- Supplied material
# # # # #

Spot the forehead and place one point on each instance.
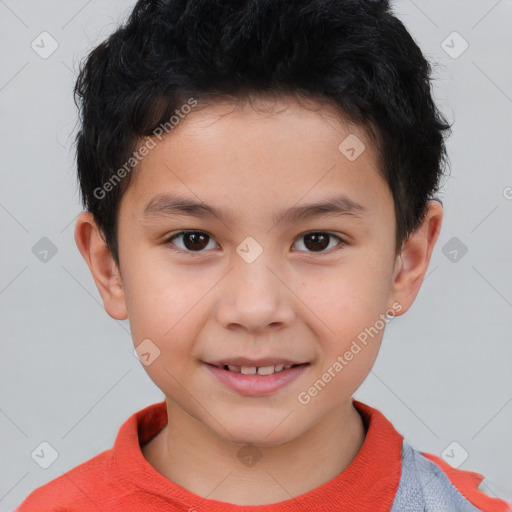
(259, 152)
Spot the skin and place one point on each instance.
(292, 301)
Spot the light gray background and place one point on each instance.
(69, 376)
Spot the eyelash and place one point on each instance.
(169, 241)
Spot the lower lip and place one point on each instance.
(257, 385)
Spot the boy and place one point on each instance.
(258, 178)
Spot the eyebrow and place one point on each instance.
(165, 205)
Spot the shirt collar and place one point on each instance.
(370, 482)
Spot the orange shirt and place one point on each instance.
(120, 479)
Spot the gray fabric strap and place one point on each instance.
(424, 487)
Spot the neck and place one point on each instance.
(195, 458)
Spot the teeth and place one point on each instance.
(248, 370)
(265, 370)
(262, 370)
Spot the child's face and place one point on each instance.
(295, 301)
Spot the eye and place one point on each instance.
(318, 241)
(193, 241)
(196, 241)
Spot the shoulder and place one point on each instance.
(78, 489)
(429, 484)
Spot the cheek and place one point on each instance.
(345, 299)
(162, 302)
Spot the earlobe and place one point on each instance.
(413, 261)
(100, 261)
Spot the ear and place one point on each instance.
(100, 261)
(412, 263)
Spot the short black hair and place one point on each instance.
(354, 54)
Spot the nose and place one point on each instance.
(254, 297)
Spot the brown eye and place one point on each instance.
(319, 241)
(192, 241)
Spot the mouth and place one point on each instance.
(256, 381)
(263, 370)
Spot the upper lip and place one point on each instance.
(243, 361)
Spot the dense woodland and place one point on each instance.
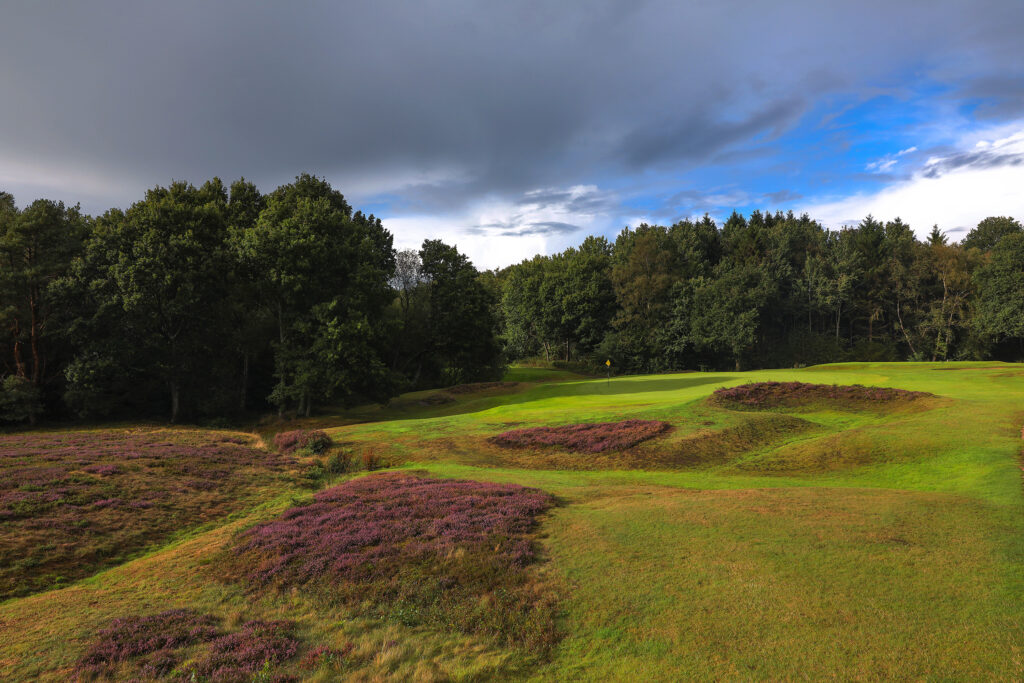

# # # # #

- Given problem
Copy out all of the data above word for word, leaving out the pictures.

- Result below
Spot the forehead and place one point on each instance.
(259, 152)
Spot the skin and place one point on each instance.
(292, 301)
Spot the light gray background and place one point on each instance.
(69, 376)
Spot the eyelash and place one point on each instance.
(169, 241)
Spot the lower lip and place one point on each instance.
(257, 385)
Spot the boy and place one point on each instance.
(258, 178)
Spot the eyebrow and place one point on each instance.
(165, 205)
Spot the shirt collar and place one point on each instance.
(370, 482)
Spot the orange shirt and place one point on each instance.
(120, 479)
Spot the gray fabric strap and place one point on each instance.
(424, 487)
Spot the neck and place one point on each instance.
(195, 458)
Spot the teeth and place one point on each instance.
(248, 370)
(265, 370)
(262, 370)
Spot the child's face and place one point on each instance.
(295, 301)
Spot the eye and place one point on each instance.
(318, 241)
(193, 241)
(196, 241)
Spot the shoulder and place one point on each instance.
(78, 489)
(429, 484)
Spot the cheek and place one point on each instance.
(345, 299)
(162, 302)
Spot the earlobe and place one point on each instance.
(413, 261)
(100, 261)
Spot the ear and place one point on each instance.
(100, 261)
(412, 263)
Spot the short black hair and place one point on each instance.
(354, 54)
Spot the nose and place one point on each instance.
(254, 297)
Spot the brown eye and place one point on each instance.
(319, 241)
(192, 241)
Spot the mouth and place one point on each instance.
(256, 381)
(263, 370)
Spot the upper lip and place one point on each instance.
(243, 361)
Spot the dense woodland and place one point on each instance.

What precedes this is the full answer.